# Written exercise:
Convert the lines from the line with "Final QA check: confirm every chair" up to and including the line with "199, 337, 275, 425" into a two-column CSV with the headers input and output. Give one row per entry, with the text under input and its answer under output, each in a single quoted field with line breaks replaced by spaces.

# Dataset items:
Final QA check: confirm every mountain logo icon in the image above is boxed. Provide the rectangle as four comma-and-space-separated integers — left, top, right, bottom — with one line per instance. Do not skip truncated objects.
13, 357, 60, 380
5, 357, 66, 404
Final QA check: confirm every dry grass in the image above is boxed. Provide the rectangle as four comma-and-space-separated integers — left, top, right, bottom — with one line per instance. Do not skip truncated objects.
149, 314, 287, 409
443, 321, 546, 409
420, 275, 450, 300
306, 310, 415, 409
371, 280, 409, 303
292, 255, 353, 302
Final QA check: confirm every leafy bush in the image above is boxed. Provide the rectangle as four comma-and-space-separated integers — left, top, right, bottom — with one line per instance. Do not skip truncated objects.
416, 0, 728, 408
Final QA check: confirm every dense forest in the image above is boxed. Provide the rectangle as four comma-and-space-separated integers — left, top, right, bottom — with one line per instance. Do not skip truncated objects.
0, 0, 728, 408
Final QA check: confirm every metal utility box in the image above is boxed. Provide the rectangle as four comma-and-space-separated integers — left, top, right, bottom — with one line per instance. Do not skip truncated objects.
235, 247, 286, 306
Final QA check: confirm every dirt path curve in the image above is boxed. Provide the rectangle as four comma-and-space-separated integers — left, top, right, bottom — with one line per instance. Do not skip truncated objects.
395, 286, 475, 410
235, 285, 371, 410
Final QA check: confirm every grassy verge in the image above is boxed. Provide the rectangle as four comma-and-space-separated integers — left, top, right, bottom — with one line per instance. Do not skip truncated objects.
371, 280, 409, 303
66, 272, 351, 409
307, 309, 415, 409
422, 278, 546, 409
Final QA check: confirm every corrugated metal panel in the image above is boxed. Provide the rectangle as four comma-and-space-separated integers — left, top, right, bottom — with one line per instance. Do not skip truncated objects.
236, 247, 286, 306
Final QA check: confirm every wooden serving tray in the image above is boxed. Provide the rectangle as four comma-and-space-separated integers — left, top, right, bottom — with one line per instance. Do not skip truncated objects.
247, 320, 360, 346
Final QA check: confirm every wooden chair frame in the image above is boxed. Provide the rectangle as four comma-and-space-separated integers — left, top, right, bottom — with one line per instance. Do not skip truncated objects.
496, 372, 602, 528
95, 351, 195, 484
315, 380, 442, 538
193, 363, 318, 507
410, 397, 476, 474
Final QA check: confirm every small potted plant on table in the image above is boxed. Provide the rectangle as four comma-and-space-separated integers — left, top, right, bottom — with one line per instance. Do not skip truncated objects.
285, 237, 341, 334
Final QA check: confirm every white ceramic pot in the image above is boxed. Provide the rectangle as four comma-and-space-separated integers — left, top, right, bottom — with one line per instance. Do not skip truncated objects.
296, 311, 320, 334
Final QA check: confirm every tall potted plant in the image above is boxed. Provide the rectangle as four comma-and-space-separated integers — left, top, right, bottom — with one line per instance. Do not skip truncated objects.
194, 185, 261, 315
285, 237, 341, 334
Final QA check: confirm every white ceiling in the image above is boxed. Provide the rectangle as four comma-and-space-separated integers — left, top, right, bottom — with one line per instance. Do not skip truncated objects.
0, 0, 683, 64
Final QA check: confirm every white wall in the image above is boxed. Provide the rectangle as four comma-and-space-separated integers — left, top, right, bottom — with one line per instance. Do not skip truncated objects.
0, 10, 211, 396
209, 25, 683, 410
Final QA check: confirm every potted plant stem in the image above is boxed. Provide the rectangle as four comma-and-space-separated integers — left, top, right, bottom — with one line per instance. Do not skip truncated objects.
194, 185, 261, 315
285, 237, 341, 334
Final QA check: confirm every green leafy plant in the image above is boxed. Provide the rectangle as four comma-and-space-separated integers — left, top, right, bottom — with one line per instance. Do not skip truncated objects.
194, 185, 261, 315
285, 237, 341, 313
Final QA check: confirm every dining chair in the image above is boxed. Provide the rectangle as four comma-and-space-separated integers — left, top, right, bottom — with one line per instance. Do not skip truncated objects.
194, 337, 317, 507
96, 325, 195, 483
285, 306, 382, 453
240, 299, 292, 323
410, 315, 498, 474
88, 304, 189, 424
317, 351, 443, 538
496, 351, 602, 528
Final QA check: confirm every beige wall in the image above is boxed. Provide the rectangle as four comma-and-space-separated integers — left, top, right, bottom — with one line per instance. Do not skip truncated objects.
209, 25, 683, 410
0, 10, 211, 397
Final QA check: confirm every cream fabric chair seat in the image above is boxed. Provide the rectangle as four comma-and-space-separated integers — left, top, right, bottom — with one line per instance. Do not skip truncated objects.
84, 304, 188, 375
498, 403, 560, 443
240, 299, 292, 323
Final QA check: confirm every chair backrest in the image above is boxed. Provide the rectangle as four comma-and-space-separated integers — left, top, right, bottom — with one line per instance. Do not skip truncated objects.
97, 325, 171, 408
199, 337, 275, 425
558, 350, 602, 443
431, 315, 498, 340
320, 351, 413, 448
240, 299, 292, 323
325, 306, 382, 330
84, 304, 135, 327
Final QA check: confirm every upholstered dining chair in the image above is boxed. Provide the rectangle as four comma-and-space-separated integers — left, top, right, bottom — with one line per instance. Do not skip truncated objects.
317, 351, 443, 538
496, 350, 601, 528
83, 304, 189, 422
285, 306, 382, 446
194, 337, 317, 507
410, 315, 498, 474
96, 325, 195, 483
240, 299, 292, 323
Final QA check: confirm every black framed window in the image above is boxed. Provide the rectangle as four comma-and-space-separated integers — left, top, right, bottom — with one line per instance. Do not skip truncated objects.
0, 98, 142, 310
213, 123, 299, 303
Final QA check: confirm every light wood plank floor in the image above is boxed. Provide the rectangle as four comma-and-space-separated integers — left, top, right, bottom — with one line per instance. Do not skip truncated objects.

# Response for this exercise:
input,output
"Final QA check: confirm every chair backrest in the image above is boxed. Provide the rectangle as four comma-and-space-separated integers — left, top, right, bottom — with one line per instance. Do not skip truncated objects.","97, 325, 171, 408 199, 337, 275, 425"